* START Selected passage *

The EPA concedes that its position concerning Lake Alma has changed since former Administrator Gorsuch waived her right to further Corps review of the project in 1981. The Agency argues, however, that this reversal does not make its section 404(c) action arbitrary because, as the Eleventh Circuit noted in Marsh, the EPA had not focused upon the degree of mitigation provided by the Alma plan before the 1983 litigation. 721 F.2d at 782. The appellate court's invalidation of the lake permit gave the Agency the opportunity to re-evaluate the adequacy of the mitigation plan, and the EPA accordingly determined that the plan did not sufficiently compensate for wildlife and habitat losses and concluded that the project was not in the public interest. These reasons sufficiently explain the EPA's change of position, and the Court will not overturn the Agency's action on this basis. See American Petroleum Inst., 661 F.2d at 354-55 (EPA's determination that a reclassification of oil and gas wells under the CWA would benefit the environment, although the change represented a reversal of its prior position, was within the Agency's discretion and not arbitrary).

* END Selected passage *
* START Record excerpts *

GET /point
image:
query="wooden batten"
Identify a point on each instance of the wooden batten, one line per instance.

* END Record excerpts *
* START Record excerpts *

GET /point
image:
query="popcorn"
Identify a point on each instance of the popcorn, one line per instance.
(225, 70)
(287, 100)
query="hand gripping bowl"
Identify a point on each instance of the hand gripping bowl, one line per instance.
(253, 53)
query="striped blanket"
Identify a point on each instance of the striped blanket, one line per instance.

* END Record excerpts *

### What you should do
Copy out the full passage above on the EPA's changed position on Lake Alma, word for word.

### Correct answer
The EPA concedes that its position concerning Lake Alma has changed since former Administrator Gorsuch waived her right to further Corps review of the project in 1981. The Agency argues, however, that this reversal does not make its section 404(c) action arbitrary because, as the Eleventh Circuit noted in Marsh, the EPA had not focused upon the degree of mitigation provided by the Alma plan before the 1983 litigation. 721 F.2d at 782. The appellate court's invalidation of the lake permit gave the Agency the opportunity to re-evaluate the adequacy of the mitigation plan, and the EPA accordingly determined that the plan did not sufficiently compensate for wildlife and habitat losses and concluded that the project was not in the public interest. These reasons sufficiently explain the EPA's change of position, and the Court will not overturn the Agency's action on this basis. See American Petroleum Inst., 661 F.2d at 354-55 (EPA's determination that a reclassification of oil and gas wells under the CWA would benefit the environment, although the change represented a reversal of its prior position, was within the Agency's discretion and not arbitrary).